Brano da leggere:
^^^^^^^^

Hitchon & Hays (1971) utilizzarono un approccio simile nel bacino di Surat, Australia. Notarono che la presenza di idrocarburi si concentra in una delle zone di recapito del bacino. Tuttavia tale presenza non si limita a quest’area, e si osservano ampie porzioni della stessa zona di recapito che non hanno ancora fornito petrolio. I depositi di petrolio in profondità si ritrovano in un’area con flusso di acqua ascendente, ma non nelle zone con gradienti particolarmente bassi.

Un fattore basilare che si deve tenere a mente (van Everdingen, 1968b) durante l’analisi dell’impatto di sistemi di circolazione a grande scala sull’accumulo di petrolio è sicuramente che le attuali distribuzioni di carico sono recenti da un punto di vista geologico. La topografia attuale del Canada occidentale, ad esempio, si è formata probabilmente nella parte finale del Terziario. Nelle epoche precedenti, le distribuzioni del potenziale idraulico dovevano essere differenti se non altro per l’assenza delle aree di ricarica dei sistemi idrogeologici rappresentate dai rilievi delle Rocky Mountains. Sarebbe necessario investigare il regime paleo-idrologico per capire appieno le interazioni fra il flusso di acque sotterranee e gli accumuli di petrolio.

^^^^^^^^

Elenco dati:
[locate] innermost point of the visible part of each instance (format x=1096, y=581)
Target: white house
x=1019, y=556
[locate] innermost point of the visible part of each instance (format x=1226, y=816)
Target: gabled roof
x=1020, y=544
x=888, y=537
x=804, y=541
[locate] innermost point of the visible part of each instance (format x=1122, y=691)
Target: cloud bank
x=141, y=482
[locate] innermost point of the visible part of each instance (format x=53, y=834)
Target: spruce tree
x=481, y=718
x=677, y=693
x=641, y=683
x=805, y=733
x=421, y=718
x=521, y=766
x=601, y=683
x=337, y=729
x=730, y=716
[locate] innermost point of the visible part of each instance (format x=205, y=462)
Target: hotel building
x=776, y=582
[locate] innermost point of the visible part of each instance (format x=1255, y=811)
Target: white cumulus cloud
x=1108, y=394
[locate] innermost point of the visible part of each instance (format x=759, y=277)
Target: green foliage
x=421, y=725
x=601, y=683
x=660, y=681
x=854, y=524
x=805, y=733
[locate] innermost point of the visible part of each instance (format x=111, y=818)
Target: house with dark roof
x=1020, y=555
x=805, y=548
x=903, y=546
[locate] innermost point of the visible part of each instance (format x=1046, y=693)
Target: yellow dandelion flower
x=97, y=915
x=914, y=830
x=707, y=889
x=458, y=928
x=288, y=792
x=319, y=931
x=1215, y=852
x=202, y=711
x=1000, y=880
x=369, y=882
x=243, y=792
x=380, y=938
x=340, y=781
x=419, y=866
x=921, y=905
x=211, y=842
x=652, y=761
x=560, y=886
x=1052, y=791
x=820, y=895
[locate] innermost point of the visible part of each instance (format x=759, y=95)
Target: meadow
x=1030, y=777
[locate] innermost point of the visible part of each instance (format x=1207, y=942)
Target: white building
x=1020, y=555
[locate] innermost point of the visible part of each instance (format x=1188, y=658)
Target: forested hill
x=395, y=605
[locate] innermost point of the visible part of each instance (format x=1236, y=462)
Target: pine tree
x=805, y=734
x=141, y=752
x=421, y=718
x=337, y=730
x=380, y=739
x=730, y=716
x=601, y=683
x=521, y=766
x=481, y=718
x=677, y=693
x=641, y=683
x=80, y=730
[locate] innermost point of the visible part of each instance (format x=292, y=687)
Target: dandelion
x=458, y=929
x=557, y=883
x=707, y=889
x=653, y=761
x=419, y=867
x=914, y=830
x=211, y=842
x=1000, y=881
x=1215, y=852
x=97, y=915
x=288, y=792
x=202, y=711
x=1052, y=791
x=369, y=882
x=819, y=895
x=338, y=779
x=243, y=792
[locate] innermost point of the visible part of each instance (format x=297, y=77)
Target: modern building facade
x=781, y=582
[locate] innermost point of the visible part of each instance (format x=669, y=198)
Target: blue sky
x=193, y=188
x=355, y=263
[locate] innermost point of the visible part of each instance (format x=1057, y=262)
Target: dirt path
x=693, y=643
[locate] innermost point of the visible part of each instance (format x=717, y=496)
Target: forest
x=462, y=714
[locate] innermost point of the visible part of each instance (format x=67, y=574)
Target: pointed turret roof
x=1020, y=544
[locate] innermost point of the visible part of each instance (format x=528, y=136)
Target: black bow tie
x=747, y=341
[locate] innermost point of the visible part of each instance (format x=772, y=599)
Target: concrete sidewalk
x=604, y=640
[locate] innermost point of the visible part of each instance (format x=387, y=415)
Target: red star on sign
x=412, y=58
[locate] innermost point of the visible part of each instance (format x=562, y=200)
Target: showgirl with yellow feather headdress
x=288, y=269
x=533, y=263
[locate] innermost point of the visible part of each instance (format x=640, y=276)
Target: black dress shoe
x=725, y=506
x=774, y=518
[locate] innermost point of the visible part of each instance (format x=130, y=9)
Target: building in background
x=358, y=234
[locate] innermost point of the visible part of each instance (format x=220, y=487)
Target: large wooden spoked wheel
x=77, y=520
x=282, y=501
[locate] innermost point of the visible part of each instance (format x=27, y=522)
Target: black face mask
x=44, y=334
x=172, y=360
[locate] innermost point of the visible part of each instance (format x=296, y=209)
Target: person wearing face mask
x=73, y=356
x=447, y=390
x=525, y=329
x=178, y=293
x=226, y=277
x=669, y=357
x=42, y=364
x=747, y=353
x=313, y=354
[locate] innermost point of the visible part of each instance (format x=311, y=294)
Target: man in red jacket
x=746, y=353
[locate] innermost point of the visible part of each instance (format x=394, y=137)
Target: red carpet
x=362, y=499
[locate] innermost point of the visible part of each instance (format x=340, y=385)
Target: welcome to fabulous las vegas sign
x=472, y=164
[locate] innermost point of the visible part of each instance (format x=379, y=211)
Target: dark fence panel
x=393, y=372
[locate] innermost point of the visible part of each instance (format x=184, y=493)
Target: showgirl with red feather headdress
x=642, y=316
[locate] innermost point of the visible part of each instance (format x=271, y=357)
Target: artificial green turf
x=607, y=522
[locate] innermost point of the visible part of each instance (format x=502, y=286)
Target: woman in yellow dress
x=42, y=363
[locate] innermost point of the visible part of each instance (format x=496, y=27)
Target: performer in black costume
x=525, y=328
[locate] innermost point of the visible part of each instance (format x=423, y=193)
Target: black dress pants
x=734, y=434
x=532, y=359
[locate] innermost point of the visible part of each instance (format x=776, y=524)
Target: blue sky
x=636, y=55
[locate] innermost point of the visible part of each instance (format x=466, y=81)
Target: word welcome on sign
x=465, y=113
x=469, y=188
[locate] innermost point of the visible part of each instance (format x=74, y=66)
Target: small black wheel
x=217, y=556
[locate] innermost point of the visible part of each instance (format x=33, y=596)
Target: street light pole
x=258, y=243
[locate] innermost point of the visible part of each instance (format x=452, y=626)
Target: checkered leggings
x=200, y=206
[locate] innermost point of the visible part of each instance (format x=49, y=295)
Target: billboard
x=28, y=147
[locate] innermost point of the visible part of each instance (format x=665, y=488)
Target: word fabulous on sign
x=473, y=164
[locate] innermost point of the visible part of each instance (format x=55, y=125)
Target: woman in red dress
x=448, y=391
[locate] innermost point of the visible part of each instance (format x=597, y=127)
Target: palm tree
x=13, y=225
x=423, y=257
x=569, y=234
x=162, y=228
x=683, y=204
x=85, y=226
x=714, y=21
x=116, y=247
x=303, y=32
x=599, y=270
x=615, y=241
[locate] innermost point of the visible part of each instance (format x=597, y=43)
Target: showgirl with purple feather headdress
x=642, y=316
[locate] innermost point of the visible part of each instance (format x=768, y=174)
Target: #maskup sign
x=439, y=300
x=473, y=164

^^^^^^^^

Da svolgere:
1 - Secondo il brano, in quale bacino Hitchon & Hays (1971) utilizzarono un approccio simile?
2 - Per favore, disponi come tabella Markdown le righe dell'elenco a partire da quella che contiene "(format x=311, y=294)" e fino a quella che contiene "x=532, y=359", entrambe incluse. Usa le colonne «N.» per il numero progressivo e «Testo» per la riga, tralasciando le righe vuote.

Risultati per compito:
1 - Nel bacino di Surat, in Australia.

2 -
| N. | Testo |
|---|---|
| 1 | [locate] innermost point of the visible part of each instance (format x=311, y=294) |
| 2 | Target: man in red jacket |
| 3 | x=746, y=353 |
| 4 | [locate] innermost point of the visible part of each instance (format x=394, y=137) |
| 5 | Target: red carpet |
| 6 | x=362, y=499 |
| 7 | [locate] innermost point of the visible part of each instance (format x=340, y=385) |
| 8 | Target: welcome to fabulous las vegas sign |
| 9 | x=472, y=164 |
| 10 | [locate] innermost point of the visible part of each instance (format x=379, y=211) |
| 11 | Target: dark fence panel |
| 12 | x=393, y=372 |
| 13 | [locate] innermost point of the visible part of each instance (format x=184, y=493) |
| 14 | Target: showgirl with red feather headdress |
| 15 | x=642, y=316 |
| 16 | [locate] innermost point of the visible part of each instance (format x=271, y=357) |
| 17 | Target: artificial green turf |
| 18 | x=607, y=522 |
| 19 | [locate] innermost point of the visible part of each instance (format x=502, y=286) |
| 20 | Target: woman in yellow dress |
| 21 | x=42, y=363 |
| 22 | [locate] innermost point of the visible part of each instance (format x=496, y=27) |
| 23 | Target: performer in black costume |
| 24 | x=525, y=328 |
| 25 | [locate] innermost point of the visible part of each instance (format x=423, y=193) |
| 26 | Target: black dress pants |
| 27 | x=734, y=434 |
| 28 | x=532, y=359 |